- Task input

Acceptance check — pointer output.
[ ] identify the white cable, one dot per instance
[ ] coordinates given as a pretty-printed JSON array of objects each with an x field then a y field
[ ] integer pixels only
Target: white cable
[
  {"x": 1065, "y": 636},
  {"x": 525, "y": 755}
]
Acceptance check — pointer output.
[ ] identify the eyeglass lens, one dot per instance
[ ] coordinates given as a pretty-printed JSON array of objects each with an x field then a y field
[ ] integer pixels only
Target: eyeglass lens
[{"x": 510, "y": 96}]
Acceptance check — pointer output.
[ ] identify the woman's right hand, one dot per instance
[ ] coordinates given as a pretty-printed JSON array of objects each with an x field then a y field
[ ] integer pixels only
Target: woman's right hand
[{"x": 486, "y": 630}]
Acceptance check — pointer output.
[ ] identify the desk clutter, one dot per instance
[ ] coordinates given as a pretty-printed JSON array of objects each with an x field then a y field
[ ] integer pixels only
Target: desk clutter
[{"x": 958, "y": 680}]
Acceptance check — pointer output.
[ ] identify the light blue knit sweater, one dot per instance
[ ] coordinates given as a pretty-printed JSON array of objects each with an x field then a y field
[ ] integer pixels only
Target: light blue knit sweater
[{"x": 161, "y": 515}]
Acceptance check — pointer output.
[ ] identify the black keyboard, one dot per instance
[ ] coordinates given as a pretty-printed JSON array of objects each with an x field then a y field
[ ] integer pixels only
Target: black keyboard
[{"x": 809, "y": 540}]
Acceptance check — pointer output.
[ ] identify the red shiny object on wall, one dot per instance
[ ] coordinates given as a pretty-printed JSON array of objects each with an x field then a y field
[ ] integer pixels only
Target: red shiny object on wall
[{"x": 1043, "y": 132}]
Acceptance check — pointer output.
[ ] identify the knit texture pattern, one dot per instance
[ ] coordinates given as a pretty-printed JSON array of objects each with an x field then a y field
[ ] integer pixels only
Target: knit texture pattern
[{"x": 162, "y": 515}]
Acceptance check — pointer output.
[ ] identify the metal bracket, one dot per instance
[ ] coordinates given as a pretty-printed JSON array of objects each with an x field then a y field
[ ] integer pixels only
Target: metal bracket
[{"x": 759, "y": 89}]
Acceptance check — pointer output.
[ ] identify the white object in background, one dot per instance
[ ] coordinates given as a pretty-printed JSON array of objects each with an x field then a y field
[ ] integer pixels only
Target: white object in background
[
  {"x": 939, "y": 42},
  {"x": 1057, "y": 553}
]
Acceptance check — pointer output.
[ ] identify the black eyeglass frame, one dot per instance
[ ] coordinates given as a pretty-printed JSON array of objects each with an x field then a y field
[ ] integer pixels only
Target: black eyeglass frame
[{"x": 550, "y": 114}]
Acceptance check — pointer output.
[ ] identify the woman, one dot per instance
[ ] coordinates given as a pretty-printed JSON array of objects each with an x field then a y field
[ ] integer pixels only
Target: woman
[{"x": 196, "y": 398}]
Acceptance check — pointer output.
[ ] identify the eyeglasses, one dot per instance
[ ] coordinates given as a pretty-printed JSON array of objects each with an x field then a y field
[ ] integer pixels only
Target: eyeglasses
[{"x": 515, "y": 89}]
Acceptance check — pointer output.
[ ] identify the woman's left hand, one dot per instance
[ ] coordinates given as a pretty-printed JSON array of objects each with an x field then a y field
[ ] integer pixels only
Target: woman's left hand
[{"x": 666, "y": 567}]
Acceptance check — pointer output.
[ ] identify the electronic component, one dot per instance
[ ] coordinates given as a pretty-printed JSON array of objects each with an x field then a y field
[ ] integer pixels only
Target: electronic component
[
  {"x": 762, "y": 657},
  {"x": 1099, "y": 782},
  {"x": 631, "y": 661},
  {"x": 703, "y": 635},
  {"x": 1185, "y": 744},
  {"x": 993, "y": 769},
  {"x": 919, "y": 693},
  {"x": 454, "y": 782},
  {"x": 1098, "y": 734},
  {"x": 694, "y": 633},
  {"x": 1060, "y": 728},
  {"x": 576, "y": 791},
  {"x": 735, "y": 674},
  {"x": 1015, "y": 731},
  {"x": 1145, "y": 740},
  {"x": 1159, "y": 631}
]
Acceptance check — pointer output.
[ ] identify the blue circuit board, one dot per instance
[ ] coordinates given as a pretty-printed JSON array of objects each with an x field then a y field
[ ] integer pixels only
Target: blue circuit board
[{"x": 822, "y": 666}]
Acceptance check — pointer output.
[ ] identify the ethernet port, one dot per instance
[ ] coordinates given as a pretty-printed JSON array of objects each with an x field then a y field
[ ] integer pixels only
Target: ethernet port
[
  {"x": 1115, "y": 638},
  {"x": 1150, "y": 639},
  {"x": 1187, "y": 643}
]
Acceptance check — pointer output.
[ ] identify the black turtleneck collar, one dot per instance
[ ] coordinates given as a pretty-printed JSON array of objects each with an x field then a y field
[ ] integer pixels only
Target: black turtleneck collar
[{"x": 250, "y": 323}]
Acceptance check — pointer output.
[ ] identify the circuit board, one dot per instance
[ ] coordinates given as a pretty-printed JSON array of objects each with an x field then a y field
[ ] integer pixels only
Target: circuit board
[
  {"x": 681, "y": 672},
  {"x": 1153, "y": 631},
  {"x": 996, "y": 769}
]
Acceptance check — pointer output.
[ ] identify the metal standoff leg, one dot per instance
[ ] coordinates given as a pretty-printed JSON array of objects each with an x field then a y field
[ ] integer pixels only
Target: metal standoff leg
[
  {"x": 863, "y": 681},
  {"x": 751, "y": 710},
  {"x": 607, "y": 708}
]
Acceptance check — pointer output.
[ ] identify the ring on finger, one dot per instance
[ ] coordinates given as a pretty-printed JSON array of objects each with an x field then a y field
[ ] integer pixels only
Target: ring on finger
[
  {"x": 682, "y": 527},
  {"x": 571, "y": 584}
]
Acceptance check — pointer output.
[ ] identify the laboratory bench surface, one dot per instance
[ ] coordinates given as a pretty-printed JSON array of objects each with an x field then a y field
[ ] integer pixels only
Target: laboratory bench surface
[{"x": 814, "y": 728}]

- Short exercise
Please count the lines in the entries above that contain the word "electronic", and give only that number.

- Written response
2